■ **Check your understanding**:
1) Name each club that the passage on Cockayne's career says he played for, listing each club once.
2) Continue the passage on Cockayne's career, starting after its final sentence.

[Passage provided]

He left in July 2011 following a suspension for a number of off-field incidents.

===Featherstone Rovers===
The departure from Hull KR came just after the closure of the Super League signing deadline, so Cockayne signed for Championship side Featherstone Rovers until the end of the season. On 2 October 2011 Featherstone won the Championship Grand Final, and later that month Cockayne signed with Wakefield Trinity.

===Wakefield Trinity===
Cockayne initially signed a one-year contract with Wakefield which was extended with a two-year deal and he went on to play 45 times for Trinity. However, in 2013 Wakefield Trinity were forced to sell players to pay off debts and Cockayne moved back to Hull Kingston Rovers at the end of 2013.

===Hull Kingston Rovers===
In the 2014 season, Cockayne transferred to Hull Kingston Rovers, where he replaced Eden as Rovers' regular Full Back. Regarded by many as a terrace hero during his first stint at Hull Kingston Rovers, he became a fans' favourite once again due to his form during his second stint.

[/Passage provided]
[Data for analysis]

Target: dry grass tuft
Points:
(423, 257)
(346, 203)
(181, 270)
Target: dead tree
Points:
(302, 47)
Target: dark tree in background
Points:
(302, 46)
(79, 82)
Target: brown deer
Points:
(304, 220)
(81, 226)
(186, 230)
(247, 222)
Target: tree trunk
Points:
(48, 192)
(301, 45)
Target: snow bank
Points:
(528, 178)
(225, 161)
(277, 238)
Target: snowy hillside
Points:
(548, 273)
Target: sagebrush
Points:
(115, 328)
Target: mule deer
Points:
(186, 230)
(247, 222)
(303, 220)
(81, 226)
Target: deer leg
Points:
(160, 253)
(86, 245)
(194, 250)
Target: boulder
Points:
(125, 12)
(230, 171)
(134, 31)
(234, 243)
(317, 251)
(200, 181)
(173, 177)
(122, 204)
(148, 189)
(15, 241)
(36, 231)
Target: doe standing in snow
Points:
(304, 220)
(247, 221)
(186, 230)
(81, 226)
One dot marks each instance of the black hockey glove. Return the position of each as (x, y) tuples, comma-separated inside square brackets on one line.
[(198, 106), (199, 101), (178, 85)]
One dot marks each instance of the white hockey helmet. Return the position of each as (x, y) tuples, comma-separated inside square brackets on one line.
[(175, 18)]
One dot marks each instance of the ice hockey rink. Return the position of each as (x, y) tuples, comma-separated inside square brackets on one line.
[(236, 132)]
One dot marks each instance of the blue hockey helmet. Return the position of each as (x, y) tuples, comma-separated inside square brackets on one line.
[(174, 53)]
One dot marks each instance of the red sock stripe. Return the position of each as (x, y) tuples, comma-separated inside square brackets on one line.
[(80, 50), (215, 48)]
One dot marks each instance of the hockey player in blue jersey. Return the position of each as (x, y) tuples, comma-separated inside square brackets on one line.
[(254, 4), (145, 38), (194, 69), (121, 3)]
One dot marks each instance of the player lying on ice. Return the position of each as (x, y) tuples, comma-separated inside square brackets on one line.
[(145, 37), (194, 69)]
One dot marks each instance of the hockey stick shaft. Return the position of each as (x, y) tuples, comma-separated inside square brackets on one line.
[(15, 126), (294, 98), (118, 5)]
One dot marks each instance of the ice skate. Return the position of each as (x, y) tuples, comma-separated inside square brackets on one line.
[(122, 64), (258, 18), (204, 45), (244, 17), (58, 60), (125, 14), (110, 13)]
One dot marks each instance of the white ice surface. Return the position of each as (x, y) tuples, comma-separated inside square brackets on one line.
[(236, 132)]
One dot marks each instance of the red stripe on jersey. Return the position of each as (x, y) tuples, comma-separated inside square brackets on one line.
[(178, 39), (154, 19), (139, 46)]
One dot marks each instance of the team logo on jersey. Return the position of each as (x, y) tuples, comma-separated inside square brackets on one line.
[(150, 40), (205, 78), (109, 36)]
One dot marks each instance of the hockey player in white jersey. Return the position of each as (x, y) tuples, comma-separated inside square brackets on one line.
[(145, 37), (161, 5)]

[/Data for analysis]

■ **Responses**:
1)
- Hull Kingston Rovers (Hull KR)
- Featherstone Rovers
- Wakefield Trinity

2)
===York City Knights===
In September 2017 it was announced that Cockayne had signed to play for York City Knights in the 2018 season.

==Controversy==
In 2009 Cockayne was found guilty of actual bodily harm after CCTV footage showed him punching and kicking a man in the head. Cockayne was given a 51 week jail sentence suspended for 2 years. He was also ordered to complete 240 hours of community service.

In April 2011, Cockayne allegedly posted racist comments on Facebook. Cockayne's Facebook profile was removed within hours of the Mirror newspaper contacting his club and the Rugby Football League. A Hull Kingston Rovers spokesman said: "The club will be carrying out a full internal investigation into comments allegedly made on a website by Ben Cockayne. Nobody will be commenting further until that has concluded." The Rugby Football League, which has a Kick Racism into Touch campaign, said: "We will be speaking to Hull Kingston Rovers about a potential social media matter." Cockayne was fined by Hull KR, but faced no further punishment from the police after dropping their own investigation of the incident.

==Retirement==
In June 2019, Cockayne called time on his rugby playing career at the age of 35, but came out of retirement two years later to sign for Doncaster R.L.F.C. in RFL League 1. In July 2022, he left Doncaster to take up a coaching role at York City Knights.